A block of data:
* * * * *

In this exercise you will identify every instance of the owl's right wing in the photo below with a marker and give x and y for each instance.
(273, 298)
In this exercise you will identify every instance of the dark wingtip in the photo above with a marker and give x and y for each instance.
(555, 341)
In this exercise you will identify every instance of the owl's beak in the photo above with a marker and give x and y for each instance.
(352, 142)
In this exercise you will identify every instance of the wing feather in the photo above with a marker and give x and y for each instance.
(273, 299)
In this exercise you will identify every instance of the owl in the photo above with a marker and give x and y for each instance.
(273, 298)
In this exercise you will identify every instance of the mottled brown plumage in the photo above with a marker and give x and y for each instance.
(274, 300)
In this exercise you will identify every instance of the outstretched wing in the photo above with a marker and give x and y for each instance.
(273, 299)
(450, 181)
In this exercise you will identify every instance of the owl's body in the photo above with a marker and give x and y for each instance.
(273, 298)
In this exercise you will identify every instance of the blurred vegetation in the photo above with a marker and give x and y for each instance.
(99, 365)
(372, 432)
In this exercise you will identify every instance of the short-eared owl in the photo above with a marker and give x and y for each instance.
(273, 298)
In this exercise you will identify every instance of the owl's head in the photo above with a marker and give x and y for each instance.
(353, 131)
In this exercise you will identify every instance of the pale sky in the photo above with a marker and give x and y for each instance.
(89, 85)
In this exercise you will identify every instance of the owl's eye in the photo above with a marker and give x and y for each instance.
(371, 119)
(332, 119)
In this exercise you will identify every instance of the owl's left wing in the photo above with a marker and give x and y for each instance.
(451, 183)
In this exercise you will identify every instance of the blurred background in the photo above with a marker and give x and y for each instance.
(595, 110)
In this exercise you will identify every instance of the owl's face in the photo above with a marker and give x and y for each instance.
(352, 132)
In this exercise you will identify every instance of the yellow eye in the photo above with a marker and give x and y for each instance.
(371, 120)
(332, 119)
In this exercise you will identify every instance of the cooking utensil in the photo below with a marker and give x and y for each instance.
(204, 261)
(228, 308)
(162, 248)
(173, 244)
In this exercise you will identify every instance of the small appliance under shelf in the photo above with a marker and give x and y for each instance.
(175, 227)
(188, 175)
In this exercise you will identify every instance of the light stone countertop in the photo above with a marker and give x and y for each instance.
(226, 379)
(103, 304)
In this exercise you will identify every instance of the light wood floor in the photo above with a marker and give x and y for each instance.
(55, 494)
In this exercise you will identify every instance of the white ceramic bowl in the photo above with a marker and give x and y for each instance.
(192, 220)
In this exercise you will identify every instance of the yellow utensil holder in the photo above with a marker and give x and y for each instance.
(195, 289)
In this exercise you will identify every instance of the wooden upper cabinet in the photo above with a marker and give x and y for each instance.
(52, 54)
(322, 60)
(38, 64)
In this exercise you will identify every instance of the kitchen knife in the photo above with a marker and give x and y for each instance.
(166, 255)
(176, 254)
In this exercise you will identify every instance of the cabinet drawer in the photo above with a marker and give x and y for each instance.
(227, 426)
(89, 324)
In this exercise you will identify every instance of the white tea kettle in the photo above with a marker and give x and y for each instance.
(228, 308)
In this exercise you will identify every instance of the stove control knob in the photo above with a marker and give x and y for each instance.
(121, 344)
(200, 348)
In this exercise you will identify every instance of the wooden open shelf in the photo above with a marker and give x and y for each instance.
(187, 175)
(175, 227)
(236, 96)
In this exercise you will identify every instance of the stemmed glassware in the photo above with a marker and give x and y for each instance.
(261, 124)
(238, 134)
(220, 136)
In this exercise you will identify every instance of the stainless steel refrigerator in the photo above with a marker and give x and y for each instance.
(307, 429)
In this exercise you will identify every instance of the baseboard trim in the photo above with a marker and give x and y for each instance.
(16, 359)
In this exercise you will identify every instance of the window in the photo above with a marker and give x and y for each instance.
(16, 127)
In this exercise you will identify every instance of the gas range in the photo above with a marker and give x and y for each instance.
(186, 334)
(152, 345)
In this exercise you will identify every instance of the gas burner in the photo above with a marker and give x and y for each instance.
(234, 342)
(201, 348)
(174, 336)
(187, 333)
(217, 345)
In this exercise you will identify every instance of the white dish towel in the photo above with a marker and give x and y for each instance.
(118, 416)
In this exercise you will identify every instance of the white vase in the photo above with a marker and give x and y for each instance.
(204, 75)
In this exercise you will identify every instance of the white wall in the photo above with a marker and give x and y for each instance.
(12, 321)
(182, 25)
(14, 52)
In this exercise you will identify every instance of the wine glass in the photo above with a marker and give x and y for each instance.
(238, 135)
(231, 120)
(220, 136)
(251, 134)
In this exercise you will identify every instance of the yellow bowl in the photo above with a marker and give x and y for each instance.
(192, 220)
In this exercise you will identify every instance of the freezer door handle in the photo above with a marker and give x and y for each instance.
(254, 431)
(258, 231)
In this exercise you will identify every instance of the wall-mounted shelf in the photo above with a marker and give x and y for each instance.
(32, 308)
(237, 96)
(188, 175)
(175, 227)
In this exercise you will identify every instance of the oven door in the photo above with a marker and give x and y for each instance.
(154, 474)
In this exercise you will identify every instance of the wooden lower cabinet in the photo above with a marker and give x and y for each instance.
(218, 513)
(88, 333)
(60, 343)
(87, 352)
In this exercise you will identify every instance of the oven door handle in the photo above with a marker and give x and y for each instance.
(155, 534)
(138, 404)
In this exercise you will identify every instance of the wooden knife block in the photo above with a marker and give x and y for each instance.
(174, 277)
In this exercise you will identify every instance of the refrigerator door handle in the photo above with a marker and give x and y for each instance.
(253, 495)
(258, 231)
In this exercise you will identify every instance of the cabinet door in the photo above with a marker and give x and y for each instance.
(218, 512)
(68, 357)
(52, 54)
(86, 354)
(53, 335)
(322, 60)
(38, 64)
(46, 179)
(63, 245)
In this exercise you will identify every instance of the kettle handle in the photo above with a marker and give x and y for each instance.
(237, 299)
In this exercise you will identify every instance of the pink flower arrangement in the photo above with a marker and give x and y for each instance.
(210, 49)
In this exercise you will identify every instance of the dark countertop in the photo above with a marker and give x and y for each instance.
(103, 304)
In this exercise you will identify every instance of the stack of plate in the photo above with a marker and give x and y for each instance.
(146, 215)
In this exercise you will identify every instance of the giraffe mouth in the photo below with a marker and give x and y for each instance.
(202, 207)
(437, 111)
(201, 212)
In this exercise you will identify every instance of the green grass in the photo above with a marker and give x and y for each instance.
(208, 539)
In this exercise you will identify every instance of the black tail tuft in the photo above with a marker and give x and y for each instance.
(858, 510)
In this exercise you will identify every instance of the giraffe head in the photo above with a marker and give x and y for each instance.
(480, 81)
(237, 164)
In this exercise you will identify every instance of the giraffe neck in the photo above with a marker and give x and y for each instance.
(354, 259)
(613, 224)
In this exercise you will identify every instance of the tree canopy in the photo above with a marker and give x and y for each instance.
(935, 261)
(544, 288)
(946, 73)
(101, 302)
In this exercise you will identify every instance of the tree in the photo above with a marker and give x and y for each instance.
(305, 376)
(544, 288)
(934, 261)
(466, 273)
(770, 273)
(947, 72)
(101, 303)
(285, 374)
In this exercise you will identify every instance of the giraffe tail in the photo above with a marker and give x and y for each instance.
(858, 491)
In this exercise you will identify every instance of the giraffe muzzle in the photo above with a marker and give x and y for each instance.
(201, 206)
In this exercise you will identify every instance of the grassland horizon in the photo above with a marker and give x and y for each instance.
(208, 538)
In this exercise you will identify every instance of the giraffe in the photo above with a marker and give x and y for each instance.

* * * * *

Prompt
Rewrite all of the records above, replacing "marker" with "pin" wherever it occurs and leaving everything else unchanged.

Task solution
In this exercise you will identify every instance of the owl's right wing in the photo below with a pin and give x and y for each instance.
(273, 298)
In this exercise you will identify every instance of the dark wingtip in the photo above with a pin and give x and y for each instance.
(555, 341)
In this exercise you will identify every instance of the owl's beak in the photo above with a pin and give x and y for each instance.
(352, 142)
In this exercise you will identify every instance of the wing feather in the photo above with a pin and give x and y for each instance.
(273, 299)
In this exercise you will identify every instance of the owl in the photo above with a pin and give x and y for each instance.
(273, 298)
In this exercise you will identify every instance of the mottled brown plumage in the photo above with a pin and give x and y for each instance.
(274, 300)
In this exercise you will identify every instance of the outstretched wing in the photo above with a pin and give x and y for each instance.
(273, 299)
(450, 181)
In this exercise you will identify every instance of the owl's body in the photo above with a pin and give x and y for each instance.
(273, 298)
In this exercise you will identify every instance of the blurred vegetation in the photo above with a pin and give x and y for each instance.
(99, 365)
(372, 432)
In this exercise you will identify every instance of the short-eared owl in the photo above with a pin and give x and y for each instance.
(273, 298)
In this exercise you will identify every instance of the owl's head in the photo above with a pin and give x and y for each instance.
(353, 131)
In this exercise you will identify every instance of the pale sky in the photo above with a pin and give x and y for each instance.
(89, 85)
In this exercise you will identify every instance of the owl's eye in the photo above with a pin and give x and y for each instance.
(371, 119)
(332, 119)
In this exercise you will identify every instance of the owl's left wing in the photo above with a pin and give x and y for each instance.
(451, 183)
In this exercise you will identify every instance of the blurred background in the photo above with a pin and give x and y for each instance.
(595, 110)
In this exercise you will identify every instance of the owl's face in the photo above with a pin and give x and y for each instance.
(352, 132)
In this exercise you will identify every instance of the yellow eye in the photo above with a pin and give x and y for each instance.
(371, 120)
(332, 119)
In this exercise you will identify every instance of the cooking utensil in the photo below with a pin and give x and y for each instance.
(204, 261)
(228, 308)
(162, 248)
(173, 244)
In this exercise you will identify every instance of the small appliance under shelf in the photo above with a pin and give x and y for each instance.
(175, 227)
(188, 175)
In this exercise you will identify every instance of the light stone countertop in the photo above with a pin and give x and y for each instance.
(226, 379)
(103, 304)
In this exercise you will identify every instance of the light wood floor in the photo above with a pin and give x and y for each instance.
(55, 494)
In this exercise you will identify every instance of the white ceramic bowl in the photo above with a pin and give x and y for each instance.
(192, 220)
In this exercise you will identify every instance of the yellow utensil holder in the photo above with a pin and give x and y for each instance.
(195, 289)
In this exercise you will identify every instance of the wooden upper cabinet in the photo above with a pin and give x and y for each instance.
(52, 54)
(322, 60)
(38, 64)
In this exercise you will identify every instance of the kitchen knife in the photo above with a pin and give x and y for each instance.
(166, 255)
(176, 254)
In this exercise you will identify every instance of the cabinet drawer in the photo above with a pin and give x and y for each instance.
(227, 426)
(89, 324)
In this exercise you will identify every instance of the white tea kettle in the photo above with a pin and give x and y for each instance.
(228, 308)
In this exercise you will identify every instance of the stove control knob in the photo above with a pin and give x and y for each instance.
(121, 344)
(200, 348)
In this exercise you will identify every instance of the wooden open shelf in the photo above with a pin and give x and y for each instance.
(187, 175)
(175, 227)
(236, 96)
In this exercise you will identify every instance of the stemmed glassware in the photo above with a pin and give x and y for each instance.
(261, 124)
(238, 134)
(220, 136)
In this exercise you will identify every instance of the stainless steel refrigerator in the photo above with a pin and give x and y for each instance.
(307, 429)
In this exercise you will identify every instance of the baseboard trim in the photo above with a pin and give x and y for each instance.
(16, 359)
In this exercise you will identify every instance of the window in the photo above with a pin and give x and y for each instance.
(16, 127)
In this exercise you will identify every instance of the gas range in the photo above with a pin and give x and y for each instance.
(186, 334)
(152, 345)
In this exercise you will identify every instance of the gas burner in the photo above with a pin and give x and y for each instance.
(234, 342)
(201, 348)
(174, 336)
(187, 333)
(217, 345)
In this exercise you will identify every instance of the white dish towel in the photo above with a pin and give x and y for each instance.
(118, 416)
In this exercise you will identify every instance of the white vase in the photo above with a pin and give x and y for each instance.
(204, 75)
In this exercise you will identify every instance of the white wall in the photo above with a pin and give x and y for each instance.
(12, 321)
(182, 25)
(14, 52)
In this exercise you will identify every instance of the wine glass in the photo above with a pin and give x and y for each instance.
(238, 135)
(231, 120)
(220, 136)
(251, 134)
In this exercise you will identify every instance of the yellow bowl in the photo above with a pin and give x and y for each instance.
(192, 220)
In this exercise you will identify every instance of the freezer door handle in the photo above with a pin and give x and y for each instance.
(254, 431)
(258, 231)
In this exercise you will identify every instance of the wall-mounted shelf in the photo above with a pin and give x and y for each instance.
(32, 308)
(237, 96)
(188, 175)
(175, 227)
In this exercise you will identify every instance of the oven door in the photo above with a pin and give x and y for each instance.
(154, 474)
In this exercise you will identify every instance of the wooden lower cabinet in the photo above with a pin and give x and y for each instance.
(218, 513)
(88, 333)
(60, 343)
(87, 352)
In this exercise you will identify every instance of the oven door handle in the photo above with a pin and give x and y for each instance.
(155, 534)
(138, 404)
In this exercise you will identify every instance of the wooden knife block in the photo above with a pin and give x and y for each instance.
(174, 277)
In this exercise you will identify every instance of the refrigerator door handle in the photo above with a pin and give x and y for each instance.
(253, 495)
(258, 231)
In this exercise you will identify every instance of the cabinet door in the photo above with a pin and give x and y for each instance.
(218, 512)
(68, 357)
(52, 54)
(86, 354)
(53, 335)
(322, 60)
(38, 64)
(46, 179)
(63, 245)
In this exercise you will identify every instance of the kettle handle in the photo above with a pin and give x and y for each instance.
(237, 299)
In this exercise you will identify every instance of the pink flower arrangement in the photo above with a pin and give x and y for each instance.
(210, 49)
In this exercise you will identify every instance of the dark countertop in the photo above with a pin and give x and y for each instance.
(103, 304)
In this exercise you will identify every instance of the stack of plate in the photo above with a pin and give x and y for each instance.
(146, 215)
In this exercise you will identify every instance of the giraffe mouth in the photo below with a pin and give x and y for each instance.
(202, 207)
(437, 111)
(201, 212)
In this exercise you will identify every instance of the green grass in the photo above with a pin and give x and y for each instance.
(208, 539)
In this exercise you will identify every instance of the black tail tuft in the photo above with a pin and give x and y for each instance.
(858, 510)
In this exercise you will identify every instance of the giraffe head in the photo above with a pin and give x and y for each instance.
(480, 81)
(237, 164)
In this exercise you will identify every instance of the giraffe neck in the photo above with a pin and give x and y for each instance.
(354, 259)
(613, 224)
In this exercise you will identify every instance of the tree canopy in the photo above with a pin and give x and y for each instance.
(935, 261)
(544, 288)
(946, 73)
(101, 302)
In this exercise you will identify every instance of the tree in the photo above with a pin and give x and y for each instance.
(305, 376)
(544, 288)
(934, 261)
(466, 273)
(770, 273)
(947, 72)
(101, 303)
(285, 374)
In this exercise you will identify every instance of the giraffe tail in the photo above with a pin and give x and y for each instance.
(858, 491)
In this exercise you will identify every instance of the giraffe muzzle in the photo above with a pin and give x and y for each instance.
(201, 206)
In this exercise you will identify every instance of the grassland horizon in the photo above with a pin and give x and y for each instance.
(208, 538)
In this exercise you will identify every instance of the giraffe in the photo above with a pin and give x and y for each instance.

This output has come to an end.